## Prompt
Begin at the line containing "Query: large blue exercise ball" and copy each line exactly through the end of the records, leaving out what comes before.
━━━ Data
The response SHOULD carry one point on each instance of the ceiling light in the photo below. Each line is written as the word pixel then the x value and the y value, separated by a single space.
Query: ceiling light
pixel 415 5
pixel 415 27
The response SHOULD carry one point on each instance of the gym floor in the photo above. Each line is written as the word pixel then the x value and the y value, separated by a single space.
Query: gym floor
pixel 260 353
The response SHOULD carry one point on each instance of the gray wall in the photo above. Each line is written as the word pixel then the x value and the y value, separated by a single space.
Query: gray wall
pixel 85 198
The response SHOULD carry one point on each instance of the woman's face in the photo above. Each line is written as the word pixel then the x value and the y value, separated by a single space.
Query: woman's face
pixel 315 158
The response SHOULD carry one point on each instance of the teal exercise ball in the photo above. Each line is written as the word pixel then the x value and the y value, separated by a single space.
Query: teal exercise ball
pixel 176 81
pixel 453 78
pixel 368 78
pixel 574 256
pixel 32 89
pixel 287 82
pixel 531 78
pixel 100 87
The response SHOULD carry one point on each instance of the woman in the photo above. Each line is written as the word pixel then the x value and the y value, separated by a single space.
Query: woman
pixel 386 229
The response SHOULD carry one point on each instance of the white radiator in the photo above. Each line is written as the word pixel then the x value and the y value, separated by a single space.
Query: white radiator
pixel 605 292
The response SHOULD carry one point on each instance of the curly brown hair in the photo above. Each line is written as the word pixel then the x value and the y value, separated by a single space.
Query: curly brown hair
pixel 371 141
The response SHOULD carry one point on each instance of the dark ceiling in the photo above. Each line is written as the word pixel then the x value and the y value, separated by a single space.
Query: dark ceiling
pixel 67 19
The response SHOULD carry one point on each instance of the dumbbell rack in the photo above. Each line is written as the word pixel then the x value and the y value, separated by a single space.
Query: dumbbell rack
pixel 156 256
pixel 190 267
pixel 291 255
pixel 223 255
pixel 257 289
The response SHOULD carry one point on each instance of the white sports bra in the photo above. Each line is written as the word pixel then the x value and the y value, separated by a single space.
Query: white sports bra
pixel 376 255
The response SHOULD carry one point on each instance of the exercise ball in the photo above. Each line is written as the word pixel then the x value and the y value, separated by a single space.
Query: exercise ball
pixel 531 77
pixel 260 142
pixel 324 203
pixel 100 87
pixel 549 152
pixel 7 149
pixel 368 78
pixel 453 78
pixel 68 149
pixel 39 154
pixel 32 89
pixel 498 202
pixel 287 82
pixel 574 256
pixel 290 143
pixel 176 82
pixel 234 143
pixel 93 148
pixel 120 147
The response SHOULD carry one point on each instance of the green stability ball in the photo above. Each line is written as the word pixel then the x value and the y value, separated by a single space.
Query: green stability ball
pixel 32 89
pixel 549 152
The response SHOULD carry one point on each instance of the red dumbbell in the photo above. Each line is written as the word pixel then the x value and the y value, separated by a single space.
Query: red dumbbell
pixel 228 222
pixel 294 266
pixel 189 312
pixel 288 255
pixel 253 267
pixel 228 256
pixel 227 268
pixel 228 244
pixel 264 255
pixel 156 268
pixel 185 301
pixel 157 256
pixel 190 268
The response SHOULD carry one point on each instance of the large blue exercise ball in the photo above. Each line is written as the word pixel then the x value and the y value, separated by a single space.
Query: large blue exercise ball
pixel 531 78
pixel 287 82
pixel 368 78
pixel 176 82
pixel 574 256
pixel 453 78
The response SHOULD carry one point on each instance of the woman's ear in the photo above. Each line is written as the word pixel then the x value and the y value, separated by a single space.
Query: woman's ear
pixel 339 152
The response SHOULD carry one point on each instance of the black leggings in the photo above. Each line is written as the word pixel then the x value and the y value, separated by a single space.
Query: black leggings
━━━━━━
## Reply to the exercise
Query: large blue exercise ball
pixel 531 78
pixel 287 82
pixel 368 78
pixel 176 82
pixel 574 256
pixel 453 78
The response SHOULD carry one point on each instance of the woman's ear in the photo above. Each line is written as the word pixel then the x value and the y value, separated by a single space.
Query: woman's ear
pixel 339 152
The response SHOULD carry one point on each instance of the black leggings in the photo above. Each line is written as the word pixel then the x value and the y value, separated by a single space.
Query: black leggings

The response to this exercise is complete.